The authors synthesized a series of analogues by replacing the aniline group in 1 with various aromatic rings. The products were tested for potency against NaV1.7 and ion-channel selectivity. An enantiomer of compound 2 exhibited potency and selectivity. [The authors did not determine the absolute structure of any of the oxoisoindoline derivatives.—Ed.]
Preserving the benzylamine group in 2, the authors probed the effect of substituents on the oxoisoindoline moiety. They identified an enantiomer of compound 3 that had high NaV1.7 potency and much higher selectivity over several other sodium channels. Compounds 2 and 3 were tested in rat pain models; the results from 3 were particularly promising. (J. Med. Chem. 2012, 55, 6866–6880; Chaya Pooput)
Reversibly photodeform a polymer composite via UV irradiation. Azobenzene-containing liquid-crystalline polymers (ALCPs) photodeform reversibly because azobenzene’s trans–cis isomerization can be induced by alternating UV- and visible-light irradiation. If an ALCP can be made to deform reversibly when it is irradiated by one of the two light sources, it could be used in a simple photomechanical actuator. H. Peng and co-workers at Fudan University (Shanghai) synthesized an ALCP that has this capability and prepared a nanocomposite of it with aligned carbon nanotubes (CNTs).

**Dataset records**
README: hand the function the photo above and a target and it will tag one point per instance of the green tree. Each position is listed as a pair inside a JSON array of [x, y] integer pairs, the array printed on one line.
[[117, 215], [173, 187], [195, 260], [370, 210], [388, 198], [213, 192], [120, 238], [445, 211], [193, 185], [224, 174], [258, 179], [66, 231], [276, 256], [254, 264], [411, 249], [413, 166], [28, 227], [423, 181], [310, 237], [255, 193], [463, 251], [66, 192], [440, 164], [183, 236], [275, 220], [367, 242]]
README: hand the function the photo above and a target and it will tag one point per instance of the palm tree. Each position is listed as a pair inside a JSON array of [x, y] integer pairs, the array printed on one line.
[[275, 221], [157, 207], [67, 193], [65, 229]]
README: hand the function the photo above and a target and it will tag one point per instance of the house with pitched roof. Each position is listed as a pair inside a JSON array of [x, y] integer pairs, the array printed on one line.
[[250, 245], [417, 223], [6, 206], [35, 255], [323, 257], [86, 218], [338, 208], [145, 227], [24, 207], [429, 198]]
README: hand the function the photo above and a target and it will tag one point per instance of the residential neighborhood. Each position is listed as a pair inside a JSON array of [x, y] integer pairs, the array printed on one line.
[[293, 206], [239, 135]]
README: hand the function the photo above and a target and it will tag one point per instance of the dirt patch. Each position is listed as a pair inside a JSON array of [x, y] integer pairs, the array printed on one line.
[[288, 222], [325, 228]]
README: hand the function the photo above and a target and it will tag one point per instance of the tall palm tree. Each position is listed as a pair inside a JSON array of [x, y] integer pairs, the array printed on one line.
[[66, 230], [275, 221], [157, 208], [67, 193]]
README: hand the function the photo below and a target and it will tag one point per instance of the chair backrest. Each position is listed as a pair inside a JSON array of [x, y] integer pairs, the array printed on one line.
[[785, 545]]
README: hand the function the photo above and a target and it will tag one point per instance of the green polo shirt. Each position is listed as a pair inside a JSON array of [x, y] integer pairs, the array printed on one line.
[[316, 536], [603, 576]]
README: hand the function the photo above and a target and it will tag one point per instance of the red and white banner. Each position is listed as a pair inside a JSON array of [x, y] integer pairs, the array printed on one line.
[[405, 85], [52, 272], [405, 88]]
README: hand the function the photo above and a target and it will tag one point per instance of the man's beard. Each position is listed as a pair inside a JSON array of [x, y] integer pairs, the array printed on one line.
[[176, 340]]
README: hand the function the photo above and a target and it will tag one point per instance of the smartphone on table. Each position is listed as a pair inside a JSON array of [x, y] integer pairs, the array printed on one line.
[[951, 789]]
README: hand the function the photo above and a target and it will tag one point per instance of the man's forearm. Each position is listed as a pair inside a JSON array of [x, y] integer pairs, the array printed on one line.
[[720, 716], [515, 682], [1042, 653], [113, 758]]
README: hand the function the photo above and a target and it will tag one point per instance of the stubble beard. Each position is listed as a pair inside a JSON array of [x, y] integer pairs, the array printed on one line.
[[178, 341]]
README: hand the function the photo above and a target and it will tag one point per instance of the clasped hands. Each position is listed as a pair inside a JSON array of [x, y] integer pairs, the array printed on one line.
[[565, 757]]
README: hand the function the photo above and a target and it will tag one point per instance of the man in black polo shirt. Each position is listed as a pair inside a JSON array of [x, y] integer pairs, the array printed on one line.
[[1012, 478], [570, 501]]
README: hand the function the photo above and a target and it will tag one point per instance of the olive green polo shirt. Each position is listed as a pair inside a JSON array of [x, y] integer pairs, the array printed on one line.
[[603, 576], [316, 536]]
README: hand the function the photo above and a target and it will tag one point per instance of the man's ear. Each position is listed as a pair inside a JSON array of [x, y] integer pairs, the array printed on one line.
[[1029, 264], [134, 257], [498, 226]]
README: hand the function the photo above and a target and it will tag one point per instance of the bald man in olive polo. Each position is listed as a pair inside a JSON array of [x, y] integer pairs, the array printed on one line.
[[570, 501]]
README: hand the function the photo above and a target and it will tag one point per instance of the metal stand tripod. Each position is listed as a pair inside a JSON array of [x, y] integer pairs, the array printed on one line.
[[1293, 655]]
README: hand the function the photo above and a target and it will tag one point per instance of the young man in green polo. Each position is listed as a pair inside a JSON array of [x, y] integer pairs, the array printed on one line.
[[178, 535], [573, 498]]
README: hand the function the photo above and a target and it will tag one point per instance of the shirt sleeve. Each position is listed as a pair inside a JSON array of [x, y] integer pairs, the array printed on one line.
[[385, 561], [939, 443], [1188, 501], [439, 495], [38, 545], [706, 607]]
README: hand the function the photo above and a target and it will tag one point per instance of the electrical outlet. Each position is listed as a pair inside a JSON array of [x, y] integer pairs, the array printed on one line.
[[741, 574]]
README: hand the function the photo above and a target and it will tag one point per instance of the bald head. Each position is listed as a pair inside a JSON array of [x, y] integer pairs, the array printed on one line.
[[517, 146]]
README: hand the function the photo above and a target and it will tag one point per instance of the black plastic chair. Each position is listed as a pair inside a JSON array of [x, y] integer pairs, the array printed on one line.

**Exercise set**
a - In the chemistry research summaries, at which university do H. Peng and co-workers work?
b - Carry on the chemistry research summaries from their final sentence.

**Answer set**
a - Fudan University in Shanghai.

b -
A strip formulated from the nanocomposite responds rapidly and reversibly to irradiation by a UV beam alone. The strip moves away from the beam source: It bends to the left when irradiated from the right side and to the right when irradiated from the left side. A left–right–left bending cycle is completed in as little as 2 s. The reversible deformation can be repeated for >100 cycles with preservation of the high sensitivity and stability of the actuator.
The nanocomposite strip has very high mechanical strength (≈1 GPa) and electrical conductivity (350 S/cm), neither of which can be attained by the ALCP alone. Its photomechanical actuation produces a stress of almost 260 times that of the strongest natural skeletal muscle. The authors fashioned a remote photocontrollable electric switch that makes use of the high electrical conductivity and reversible photomechanical deformation of the strip. (Angew. Chem., Int. Ed. 2012, 51, 8520–8524; Ben Zhong Tang)
Generate acid by “squeezing” a mechanorepsonsive polymer. Research on self-healing polymers has produced materials that use light and heat as energy sources for self-healing. The ideal scenario, however, would be healing without external intervention—autonomic healing. Mechanochemical transduction is seen as the most likely candidate to accomplish this objective.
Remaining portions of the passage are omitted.